Dataset items
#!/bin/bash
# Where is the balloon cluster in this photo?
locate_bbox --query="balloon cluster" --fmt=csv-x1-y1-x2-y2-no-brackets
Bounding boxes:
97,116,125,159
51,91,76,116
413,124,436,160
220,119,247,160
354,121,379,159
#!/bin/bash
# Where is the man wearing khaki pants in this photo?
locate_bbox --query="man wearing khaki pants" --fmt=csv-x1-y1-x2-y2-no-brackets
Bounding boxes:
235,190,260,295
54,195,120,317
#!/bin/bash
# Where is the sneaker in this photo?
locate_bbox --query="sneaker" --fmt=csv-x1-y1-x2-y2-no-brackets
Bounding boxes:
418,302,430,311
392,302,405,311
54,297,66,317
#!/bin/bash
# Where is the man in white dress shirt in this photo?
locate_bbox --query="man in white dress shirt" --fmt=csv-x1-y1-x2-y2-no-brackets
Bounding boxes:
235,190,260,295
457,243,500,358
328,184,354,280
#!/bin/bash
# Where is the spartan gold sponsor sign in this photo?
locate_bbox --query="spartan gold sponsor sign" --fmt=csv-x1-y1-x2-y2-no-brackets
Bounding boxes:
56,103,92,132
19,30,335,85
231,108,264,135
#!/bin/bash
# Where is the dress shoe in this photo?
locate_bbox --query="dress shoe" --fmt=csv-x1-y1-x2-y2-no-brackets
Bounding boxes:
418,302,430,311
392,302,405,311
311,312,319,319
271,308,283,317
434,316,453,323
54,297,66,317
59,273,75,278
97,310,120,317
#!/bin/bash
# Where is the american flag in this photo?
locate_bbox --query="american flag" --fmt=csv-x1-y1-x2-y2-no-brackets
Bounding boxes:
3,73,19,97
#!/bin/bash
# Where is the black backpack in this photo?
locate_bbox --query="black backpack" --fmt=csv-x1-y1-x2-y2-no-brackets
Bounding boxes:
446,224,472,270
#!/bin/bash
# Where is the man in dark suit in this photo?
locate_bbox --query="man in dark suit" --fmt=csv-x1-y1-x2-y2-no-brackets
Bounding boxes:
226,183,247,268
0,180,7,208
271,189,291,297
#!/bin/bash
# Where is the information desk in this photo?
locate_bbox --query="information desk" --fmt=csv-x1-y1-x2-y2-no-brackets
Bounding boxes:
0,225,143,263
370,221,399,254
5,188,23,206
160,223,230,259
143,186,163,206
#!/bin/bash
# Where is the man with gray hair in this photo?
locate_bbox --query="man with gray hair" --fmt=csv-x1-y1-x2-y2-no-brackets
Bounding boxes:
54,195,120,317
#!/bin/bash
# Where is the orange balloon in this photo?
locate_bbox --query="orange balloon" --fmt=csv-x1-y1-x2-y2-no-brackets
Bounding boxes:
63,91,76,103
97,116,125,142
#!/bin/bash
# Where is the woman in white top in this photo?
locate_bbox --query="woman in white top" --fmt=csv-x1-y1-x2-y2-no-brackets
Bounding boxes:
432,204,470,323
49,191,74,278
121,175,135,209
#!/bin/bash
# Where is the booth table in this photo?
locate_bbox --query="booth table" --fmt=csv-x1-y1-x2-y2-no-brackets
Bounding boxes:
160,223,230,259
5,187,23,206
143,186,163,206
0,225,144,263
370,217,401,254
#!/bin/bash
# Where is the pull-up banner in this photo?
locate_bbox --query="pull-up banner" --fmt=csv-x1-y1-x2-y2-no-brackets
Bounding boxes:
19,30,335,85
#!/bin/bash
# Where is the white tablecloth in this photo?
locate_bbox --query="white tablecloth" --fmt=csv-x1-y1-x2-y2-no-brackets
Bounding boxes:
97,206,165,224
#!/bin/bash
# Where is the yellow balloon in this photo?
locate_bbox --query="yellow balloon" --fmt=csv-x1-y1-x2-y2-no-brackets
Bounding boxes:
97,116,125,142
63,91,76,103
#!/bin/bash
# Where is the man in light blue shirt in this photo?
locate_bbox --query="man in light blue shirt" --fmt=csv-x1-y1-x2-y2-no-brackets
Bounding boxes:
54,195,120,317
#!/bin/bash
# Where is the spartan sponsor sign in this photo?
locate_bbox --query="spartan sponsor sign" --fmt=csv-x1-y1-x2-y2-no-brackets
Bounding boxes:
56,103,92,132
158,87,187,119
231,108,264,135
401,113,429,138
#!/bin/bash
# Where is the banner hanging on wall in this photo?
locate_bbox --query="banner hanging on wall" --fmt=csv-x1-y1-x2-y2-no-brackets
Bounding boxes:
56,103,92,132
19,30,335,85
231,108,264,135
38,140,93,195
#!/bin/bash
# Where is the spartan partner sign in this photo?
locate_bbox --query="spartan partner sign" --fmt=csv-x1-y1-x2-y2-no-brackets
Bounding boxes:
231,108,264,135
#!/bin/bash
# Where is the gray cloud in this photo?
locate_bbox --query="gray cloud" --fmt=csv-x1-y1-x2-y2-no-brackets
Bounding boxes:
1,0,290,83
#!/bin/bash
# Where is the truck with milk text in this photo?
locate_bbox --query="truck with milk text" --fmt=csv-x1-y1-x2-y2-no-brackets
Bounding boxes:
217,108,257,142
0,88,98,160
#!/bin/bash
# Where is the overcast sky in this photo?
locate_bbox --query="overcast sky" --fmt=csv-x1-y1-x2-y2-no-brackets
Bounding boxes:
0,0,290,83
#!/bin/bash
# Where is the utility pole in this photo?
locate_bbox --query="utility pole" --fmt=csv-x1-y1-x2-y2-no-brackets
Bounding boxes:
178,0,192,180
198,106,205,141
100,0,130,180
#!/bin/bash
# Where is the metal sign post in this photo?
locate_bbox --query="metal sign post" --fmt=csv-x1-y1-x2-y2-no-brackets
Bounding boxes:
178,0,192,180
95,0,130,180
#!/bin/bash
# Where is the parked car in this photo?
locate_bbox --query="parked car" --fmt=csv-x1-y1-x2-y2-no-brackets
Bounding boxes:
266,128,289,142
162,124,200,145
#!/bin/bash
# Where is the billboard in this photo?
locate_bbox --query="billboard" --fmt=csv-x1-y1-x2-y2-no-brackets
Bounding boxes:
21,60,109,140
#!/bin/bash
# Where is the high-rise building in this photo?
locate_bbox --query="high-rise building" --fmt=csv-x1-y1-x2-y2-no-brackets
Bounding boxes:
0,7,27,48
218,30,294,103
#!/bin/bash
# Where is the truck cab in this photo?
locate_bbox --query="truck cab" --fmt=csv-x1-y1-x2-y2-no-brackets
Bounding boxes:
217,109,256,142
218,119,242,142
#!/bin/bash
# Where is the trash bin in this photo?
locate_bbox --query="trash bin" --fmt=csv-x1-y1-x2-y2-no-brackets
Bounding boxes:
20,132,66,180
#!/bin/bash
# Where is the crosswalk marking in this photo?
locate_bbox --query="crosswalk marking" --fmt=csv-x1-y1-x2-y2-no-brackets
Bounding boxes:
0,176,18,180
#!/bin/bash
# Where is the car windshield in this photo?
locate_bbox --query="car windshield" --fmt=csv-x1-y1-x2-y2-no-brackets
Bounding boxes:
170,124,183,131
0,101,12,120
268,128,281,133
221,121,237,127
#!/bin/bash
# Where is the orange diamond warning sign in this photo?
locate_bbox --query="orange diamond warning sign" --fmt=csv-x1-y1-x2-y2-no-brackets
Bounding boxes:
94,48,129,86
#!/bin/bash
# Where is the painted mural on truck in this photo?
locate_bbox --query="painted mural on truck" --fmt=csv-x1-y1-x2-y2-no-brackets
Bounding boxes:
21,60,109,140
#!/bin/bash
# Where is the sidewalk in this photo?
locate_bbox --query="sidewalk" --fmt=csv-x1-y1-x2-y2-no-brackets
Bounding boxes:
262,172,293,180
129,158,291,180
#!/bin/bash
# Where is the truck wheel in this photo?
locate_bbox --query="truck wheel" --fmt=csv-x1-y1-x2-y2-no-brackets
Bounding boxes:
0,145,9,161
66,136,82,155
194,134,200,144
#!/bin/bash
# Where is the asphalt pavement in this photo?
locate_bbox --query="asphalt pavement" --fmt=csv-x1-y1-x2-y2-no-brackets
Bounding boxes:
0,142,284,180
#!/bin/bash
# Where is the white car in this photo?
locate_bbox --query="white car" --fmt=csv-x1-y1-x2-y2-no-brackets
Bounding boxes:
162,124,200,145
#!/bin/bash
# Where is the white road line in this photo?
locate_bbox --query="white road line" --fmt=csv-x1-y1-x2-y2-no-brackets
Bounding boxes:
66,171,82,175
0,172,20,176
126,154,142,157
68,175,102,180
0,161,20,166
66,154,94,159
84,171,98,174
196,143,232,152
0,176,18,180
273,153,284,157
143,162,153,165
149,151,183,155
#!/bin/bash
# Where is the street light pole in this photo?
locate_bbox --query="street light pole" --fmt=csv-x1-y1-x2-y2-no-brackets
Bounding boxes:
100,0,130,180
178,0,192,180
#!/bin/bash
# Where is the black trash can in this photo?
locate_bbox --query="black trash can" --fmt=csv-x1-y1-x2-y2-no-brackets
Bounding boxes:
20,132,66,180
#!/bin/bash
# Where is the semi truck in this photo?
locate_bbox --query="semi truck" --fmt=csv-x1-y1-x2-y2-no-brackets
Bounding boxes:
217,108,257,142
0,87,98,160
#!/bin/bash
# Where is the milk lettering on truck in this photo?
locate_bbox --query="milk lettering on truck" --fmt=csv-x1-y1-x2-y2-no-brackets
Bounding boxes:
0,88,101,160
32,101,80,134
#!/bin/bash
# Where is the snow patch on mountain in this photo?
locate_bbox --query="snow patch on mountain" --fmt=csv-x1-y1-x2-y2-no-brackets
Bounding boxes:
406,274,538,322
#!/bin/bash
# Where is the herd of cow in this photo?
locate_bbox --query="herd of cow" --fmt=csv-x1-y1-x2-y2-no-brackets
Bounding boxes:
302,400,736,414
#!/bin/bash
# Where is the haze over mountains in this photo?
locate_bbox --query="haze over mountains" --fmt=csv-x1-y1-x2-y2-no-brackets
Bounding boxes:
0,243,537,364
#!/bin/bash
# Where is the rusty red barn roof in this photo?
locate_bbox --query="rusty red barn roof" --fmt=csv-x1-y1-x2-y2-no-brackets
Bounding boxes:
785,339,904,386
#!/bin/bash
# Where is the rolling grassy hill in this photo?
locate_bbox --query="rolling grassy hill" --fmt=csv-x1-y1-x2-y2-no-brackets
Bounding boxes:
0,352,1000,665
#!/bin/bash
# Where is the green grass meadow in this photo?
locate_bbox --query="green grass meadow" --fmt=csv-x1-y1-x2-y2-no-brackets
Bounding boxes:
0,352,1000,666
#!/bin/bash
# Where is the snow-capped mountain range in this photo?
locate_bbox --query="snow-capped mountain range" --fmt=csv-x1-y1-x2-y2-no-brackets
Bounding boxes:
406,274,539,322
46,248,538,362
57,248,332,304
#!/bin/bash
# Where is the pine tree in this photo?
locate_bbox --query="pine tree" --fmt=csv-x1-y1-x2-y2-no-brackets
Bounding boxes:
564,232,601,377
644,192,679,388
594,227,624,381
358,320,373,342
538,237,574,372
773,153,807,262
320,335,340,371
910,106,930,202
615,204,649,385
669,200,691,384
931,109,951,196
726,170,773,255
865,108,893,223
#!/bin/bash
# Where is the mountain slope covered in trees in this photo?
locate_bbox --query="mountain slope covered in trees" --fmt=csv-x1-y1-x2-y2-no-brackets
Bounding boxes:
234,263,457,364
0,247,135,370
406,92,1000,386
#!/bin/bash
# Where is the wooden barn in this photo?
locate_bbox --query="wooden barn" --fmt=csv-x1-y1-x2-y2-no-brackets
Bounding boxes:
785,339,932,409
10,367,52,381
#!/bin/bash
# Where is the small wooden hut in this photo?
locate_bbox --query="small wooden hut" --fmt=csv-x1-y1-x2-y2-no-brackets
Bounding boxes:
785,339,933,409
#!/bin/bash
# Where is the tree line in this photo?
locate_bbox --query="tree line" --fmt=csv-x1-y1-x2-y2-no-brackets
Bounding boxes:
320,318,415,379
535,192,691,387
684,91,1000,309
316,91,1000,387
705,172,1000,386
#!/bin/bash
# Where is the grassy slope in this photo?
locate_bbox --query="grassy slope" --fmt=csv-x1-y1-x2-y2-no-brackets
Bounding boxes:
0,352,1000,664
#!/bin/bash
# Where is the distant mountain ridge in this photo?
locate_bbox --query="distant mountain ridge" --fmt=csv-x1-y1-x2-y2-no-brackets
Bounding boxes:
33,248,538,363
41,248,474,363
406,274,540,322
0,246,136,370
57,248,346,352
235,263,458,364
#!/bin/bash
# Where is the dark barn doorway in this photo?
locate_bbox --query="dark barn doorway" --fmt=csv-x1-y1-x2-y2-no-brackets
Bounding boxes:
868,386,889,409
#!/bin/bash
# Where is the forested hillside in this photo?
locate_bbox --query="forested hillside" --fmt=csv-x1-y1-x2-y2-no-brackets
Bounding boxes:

- [Written instruction]
Report every line in the dataset items above that contains the word "parked", and copy each matching line in full. Case counts.

- [The solution]
# Where is the parked car in this photo?
locate_bbox --query="parked car" --fmt=csv-x1-y1-x2-y2-no-brackets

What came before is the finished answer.